**THE TASK:** Could you copy every line in the listing below that has the word "person"?

**DATA SHOWN:**
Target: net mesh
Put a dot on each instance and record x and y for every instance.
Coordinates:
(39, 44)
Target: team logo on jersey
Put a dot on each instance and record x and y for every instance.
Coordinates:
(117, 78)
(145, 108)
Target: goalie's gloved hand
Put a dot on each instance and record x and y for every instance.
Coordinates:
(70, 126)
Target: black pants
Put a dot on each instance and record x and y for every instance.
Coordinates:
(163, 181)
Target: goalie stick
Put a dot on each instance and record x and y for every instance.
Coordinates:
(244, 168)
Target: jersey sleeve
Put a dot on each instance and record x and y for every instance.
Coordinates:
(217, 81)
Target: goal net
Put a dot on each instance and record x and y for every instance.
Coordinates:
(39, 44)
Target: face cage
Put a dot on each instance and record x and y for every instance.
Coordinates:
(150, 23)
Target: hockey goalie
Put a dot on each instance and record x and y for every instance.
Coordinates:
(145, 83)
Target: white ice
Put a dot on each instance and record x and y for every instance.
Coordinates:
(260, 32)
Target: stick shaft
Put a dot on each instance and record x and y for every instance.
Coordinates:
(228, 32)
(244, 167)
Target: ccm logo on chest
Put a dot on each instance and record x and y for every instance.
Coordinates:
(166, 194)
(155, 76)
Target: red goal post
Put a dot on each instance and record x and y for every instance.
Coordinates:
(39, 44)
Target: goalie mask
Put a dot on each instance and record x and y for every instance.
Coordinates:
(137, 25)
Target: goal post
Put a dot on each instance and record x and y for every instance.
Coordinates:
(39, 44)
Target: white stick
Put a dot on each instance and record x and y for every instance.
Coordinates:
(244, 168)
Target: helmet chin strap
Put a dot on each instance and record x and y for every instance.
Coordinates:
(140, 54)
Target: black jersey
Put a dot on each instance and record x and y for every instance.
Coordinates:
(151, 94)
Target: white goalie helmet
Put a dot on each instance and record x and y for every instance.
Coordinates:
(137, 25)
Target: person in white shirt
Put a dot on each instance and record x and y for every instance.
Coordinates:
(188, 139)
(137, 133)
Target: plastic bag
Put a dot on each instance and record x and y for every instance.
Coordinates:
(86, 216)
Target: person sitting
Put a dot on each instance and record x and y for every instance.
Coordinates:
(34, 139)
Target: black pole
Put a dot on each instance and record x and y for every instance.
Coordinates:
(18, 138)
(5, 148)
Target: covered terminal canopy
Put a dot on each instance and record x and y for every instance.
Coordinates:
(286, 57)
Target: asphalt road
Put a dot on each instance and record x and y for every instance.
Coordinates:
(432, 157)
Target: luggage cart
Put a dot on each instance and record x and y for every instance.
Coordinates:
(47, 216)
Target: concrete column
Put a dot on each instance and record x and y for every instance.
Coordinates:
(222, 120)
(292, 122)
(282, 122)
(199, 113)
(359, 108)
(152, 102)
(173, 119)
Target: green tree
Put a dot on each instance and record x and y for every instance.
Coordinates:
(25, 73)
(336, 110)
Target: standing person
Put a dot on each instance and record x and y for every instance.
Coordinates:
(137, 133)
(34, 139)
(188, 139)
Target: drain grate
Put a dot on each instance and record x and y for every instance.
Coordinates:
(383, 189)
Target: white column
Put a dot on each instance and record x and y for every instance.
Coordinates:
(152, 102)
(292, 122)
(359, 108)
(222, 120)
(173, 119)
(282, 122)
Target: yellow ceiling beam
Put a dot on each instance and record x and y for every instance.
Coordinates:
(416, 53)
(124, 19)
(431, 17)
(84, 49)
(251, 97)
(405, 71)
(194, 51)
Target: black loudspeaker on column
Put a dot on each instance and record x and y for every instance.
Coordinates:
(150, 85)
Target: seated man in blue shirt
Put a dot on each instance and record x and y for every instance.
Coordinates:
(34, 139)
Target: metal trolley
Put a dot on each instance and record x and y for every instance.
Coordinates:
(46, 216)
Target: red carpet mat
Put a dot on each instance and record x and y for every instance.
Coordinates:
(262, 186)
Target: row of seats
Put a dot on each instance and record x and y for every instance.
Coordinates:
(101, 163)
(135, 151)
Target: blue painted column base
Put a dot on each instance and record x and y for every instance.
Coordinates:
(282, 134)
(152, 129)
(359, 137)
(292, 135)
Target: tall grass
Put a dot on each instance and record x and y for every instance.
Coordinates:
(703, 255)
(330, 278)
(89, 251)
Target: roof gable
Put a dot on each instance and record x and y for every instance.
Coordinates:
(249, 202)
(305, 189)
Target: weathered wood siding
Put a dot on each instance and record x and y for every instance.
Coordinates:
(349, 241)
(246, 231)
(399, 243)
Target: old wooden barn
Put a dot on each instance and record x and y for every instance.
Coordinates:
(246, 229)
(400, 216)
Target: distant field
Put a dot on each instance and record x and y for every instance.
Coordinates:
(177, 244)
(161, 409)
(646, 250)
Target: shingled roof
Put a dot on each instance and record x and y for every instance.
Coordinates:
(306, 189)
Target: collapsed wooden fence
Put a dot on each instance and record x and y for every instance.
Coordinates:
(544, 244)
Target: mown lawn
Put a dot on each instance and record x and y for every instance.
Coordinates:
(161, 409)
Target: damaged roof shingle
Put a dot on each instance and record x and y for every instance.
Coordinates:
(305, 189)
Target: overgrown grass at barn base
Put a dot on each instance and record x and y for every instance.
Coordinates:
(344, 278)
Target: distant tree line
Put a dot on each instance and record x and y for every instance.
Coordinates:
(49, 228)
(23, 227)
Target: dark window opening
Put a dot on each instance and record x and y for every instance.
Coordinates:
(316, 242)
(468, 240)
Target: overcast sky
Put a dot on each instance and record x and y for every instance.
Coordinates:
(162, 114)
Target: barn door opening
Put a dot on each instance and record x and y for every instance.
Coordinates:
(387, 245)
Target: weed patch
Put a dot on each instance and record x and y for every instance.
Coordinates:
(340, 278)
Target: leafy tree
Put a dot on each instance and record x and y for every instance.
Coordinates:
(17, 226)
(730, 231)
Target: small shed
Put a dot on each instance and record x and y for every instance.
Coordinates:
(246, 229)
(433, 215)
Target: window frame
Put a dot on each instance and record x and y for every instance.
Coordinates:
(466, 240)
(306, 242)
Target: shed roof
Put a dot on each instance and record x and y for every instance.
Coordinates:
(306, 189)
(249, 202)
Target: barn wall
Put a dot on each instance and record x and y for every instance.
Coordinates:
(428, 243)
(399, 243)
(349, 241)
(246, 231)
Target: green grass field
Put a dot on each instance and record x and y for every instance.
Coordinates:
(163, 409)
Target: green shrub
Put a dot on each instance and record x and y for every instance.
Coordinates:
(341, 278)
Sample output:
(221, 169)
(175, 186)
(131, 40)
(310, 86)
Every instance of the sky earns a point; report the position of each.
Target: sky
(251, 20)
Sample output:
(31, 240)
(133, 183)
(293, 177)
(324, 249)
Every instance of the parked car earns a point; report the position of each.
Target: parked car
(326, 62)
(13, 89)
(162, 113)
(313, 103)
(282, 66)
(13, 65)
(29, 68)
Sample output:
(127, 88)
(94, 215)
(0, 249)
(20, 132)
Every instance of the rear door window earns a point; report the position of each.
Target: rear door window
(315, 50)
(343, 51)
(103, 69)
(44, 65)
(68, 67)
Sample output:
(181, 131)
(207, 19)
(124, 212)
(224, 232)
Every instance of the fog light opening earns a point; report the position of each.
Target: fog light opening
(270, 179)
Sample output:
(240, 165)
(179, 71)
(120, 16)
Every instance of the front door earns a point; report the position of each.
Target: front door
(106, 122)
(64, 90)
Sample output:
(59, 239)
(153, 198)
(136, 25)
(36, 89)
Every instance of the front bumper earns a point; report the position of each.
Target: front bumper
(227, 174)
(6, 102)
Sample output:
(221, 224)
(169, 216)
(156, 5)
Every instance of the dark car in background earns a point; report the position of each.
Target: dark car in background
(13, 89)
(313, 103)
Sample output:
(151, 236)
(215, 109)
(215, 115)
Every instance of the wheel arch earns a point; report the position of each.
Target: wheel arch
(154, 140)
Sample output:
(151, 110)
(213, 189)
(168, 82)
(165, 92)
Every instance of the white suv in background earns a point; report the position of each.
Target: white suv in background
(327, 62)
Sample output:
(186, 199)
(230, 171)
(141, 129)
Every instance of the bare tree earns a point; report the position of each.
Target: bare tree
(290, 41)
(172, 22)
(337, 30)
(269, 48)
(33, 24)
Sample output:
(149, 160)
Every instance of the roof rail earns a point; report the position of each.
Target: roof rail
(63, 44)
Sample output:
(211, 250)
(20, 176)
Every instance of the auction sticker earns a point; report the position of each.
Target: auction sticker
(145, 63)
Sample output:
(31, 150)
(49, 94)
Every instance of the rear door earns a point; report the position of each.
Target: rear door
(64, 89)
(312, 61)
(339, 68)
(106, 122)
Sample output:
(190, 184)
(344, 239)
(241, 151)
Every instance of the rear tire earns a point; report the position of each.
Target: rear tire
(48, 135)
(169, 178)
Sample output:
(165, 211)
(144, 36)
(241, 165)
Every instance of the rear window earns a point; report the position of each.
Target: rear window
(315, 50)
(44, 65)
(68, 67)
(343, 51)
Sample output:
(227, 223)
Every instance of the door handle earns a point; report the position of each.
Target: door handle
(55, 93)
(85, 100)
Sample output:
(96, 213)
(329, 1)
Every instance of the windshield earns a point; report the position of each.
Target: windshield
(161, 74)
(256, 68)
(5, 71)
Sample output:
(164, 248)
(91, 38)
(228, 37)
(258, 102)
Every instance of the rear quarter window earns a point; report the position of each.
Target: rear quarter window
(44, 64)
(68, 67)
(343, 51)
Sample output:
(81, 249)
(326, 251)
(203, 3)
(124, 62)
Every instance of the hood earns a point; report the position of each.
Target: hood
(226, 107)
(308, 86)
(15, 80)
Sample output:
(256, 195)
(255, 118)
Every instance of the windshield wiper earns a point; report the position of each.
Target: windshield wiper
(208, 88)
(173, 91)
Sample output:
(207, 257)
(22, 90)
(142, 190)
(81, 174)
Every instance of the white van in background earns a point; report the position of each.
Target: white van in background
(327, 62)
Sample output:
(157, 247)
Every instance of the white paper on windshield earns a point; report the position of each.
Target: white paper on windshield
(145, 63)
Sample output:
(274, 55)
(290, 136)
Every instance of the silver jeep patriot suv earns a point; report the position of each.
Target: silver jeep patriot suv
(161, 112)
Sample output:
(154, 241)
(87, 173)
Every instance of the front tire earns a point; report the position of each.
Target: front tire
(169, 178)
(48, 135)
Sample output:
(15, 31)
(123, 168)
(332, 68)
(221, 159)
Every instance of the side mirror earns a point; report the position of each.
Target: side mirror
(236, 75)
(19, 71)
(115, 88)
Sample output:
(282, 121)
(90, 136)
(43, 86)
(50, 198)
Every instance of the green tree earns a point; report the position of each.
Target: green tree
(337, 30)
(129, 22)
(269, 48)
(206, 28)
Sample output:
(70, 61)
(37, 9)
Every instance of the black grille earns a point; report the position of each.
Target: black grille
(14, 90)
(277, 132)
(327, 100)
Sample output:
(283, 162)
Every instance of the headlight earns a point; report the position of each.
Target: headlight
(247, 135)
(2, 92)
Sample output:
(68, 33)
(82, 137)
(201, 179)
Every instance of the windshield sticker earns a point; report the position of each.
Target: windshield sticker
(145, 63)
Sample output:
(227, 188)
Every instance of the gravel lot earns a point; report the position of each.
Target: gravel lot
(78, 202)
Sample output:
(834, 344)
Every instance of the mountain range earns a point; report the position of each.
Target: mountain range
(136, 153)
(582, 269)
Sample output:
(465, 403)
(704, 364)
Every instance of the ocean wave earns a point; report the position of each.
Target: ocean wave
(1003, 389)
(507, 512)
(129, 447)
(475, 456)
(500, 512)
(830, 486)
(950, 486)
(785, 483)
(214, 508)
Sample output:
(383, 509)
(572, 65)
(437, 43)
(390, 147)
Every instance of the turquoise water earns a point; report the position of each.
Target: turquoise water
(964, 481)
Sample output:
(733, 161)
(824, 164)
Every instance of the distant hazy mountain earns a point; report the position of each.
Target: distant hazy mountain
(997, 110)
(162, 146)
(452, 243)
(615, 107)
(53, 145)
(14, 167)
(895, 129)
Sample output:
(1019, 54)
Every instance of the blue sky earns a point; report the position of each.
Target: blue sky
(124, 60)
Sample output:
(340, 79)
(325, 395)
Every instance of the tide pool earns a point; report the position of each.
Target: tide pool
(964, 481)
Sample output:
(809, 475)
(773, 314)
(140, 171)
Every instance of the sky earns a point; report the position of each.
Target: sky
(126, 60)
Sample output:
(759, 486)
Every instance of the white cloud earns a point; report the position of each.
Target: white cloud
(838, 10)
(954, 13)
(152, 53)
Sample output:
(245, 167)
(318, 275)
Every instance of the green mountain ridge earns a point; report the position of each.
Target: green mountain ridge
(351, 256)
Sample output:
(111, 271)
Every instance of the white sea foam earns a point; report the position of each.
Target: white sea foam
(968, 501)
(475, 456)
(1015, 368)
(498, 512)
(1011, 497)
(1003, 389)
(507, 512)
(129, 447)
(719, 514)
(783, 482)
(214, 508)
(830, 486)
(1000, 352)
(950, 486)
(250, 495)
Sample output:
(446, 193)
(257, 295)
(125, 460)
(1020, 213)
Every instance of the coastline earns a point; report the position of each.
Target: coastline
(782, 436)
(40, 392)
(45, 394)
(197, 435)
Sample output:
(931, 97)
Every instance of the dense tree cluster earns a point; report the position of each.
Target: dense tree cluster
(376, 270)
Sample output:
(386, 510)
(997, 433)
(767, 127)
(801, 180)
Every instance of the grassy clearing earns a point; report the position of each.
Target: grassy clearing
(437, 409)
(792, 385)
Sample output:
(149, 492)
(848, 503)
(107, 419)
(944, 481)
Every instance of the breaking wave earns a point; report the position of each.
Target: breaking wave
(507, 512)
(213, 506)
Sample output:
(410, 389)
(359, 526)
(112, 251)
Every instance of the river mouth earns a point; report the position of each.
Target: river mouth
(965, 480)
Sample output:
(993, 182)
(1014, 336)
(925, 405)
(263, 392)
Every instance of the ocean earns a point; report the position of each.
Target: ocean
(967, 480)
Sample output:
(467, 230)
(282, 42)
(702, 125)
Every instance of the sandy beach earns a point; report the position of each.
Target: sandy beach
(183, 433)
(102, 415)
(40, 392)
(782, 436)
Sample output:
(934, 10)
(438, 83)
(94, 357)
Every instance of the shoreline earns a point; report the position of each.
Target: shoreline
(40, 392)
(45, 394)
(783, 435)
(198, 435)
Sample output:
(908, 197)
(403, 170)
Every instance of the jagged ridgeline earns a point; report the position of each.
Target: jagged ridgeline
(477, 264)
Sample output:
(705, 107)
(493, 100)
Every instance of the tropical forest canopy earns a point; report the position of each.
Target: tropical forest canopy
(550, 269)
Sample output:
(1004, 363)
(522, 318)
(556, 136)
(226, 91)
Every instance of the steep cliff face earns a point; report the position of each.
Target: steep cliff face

**ANSWER SECTION:**
Target: person in white shirt
Target: person sitting
Target: standing person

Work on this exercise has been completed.